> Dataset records
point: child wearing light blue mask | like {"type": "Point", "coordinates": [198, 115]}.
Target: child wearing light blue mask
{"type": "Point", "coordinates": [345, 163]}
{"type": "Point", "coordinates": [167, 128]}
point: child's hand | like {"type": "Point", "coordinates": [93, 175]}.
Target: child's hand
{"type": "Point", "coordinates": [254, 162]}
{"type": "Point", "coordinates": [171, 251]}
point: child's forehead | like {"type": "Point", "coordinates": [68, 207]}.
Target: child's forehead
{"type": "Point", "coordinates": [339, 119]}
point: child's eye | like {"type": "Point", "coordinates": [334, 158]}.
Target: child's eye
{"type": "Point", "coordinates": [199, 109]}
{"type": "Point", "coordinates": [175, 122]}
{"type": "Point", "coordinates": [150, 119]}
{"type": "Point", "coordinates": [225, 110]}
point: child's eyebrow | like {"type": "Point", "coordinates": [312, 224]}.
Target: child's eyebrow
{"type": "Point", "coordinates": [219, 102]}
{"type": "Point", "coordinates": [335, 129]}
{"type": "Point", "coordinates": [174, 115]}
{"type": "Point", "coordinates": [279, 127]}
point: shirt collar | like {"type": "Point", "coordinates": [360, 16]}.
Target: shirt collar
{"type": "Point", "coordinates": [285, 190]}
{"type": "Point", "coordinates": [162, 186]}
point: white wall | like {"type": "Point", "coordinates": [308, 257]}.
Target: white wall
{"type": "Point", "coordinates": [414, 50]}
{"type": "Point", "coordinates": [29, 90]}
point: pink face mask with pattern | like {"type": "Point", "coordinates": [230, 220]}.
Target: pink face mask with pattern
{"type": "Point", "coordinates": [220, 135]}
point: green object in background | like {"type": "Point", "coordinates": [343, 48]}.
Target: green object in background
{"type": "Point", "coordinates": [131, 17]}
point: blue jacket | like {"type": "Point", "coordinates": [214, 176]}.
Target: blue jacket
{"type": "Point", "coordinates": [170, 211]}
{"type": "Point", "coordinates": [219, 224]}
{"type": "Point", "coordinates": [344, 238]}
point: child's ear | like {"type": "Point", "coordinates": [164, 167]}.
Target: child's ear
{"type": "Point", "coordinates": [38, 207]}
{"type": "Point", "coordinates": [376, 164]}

> YOUR INSTRUCTIONS
Reproduce the items above with every instance of "white wall" renamed to "pale wall", keeping everything else unchanged.

> WRITTEN RESPONSE
point: child wearing light blue mask | like {"type": "Point", "coordinates": [198, 115]}.
Target: child wearing light blue mask
{"type": "Point", "coordinates": [345, 163]}
{"type": "Point", "coordinates": [167, 128]}
point: child's hand | like {"type": "Point", "coordinates": [93, 175]}.
Target: child's hand
{"type": "Point", "coordinates": [254, 162]}
{"type": "Point", "coordinates": [171, 251]}
point: child's forehead | like {"type": "Point", "coordinates": [68, 207]}.
Target: child's forehead
{"type": "Point", "coordinates": [339, 119]}
point: child's eye | like {"type": "Point", "coordinates": [334, 158]}.
Target: child's eye
{"type": "Point", "coordinates": [199, 109]}
{"type": "Point", "coordinates": [175, 122]}
{"type": "Point", "coordinates": [150, 119]}
{"type": "Point", "coordinates": [225, 110]}
point: child's eyebrow | like {"type": "Point", "coordinates": [312, 224]}.
Target: child's eyebrow
{"type": "Point", "coordinates": [219, 102]}
{"type": "Point", "coordinates": [335, 129]}
{"type": "Point", "coordinates": [174, 115]}
{"type": "Point", "coordinates": [279, 127]}
point: shirt collar | like {"type": "Point", "coordinates": [360, 16]}.
Target: shirt collar
{"type": "Point", "coordinates": [285, 190]}
{"type": "Point", "coordinates": [162, 186]}
point: pale wall | like {"type": "Point", "coordinates": [308, 257]}.
Target: pale wall
{"type": "Point", "coordinates": [414, 50]}
{"type": "Point", "coordinates": [29, 90]}
point: pink face mask with pattern | like {"type": "Point", "coordinates": [230, 220]}.
Target: pink face mask with pattern
{"type": "Point", "coordinates": [220, 135]}
point: green object in background | like {"type": "Point", "coordinates": [343, 48]}.
Target: green object in background
{"type": "Point", "coordinates": [131, 17]}
point: blue jacket | like {"type": "Point", "coordinates": [214, 176]}.
Target: blue jacket
{"type": "Point", "coordinates": [170, 211]}
{"type": "Point", "coordinates": [219, 224]}
{"type": "Point", "coordinates": [344, 238]}
point: child's ear | like {"type": "Point", "coordinates": [164, 167]}.
Target: child's ear
{"type": "Point", "coordinates": [38, 207]}
{"type": "Point", "coordinates": [376, 164]}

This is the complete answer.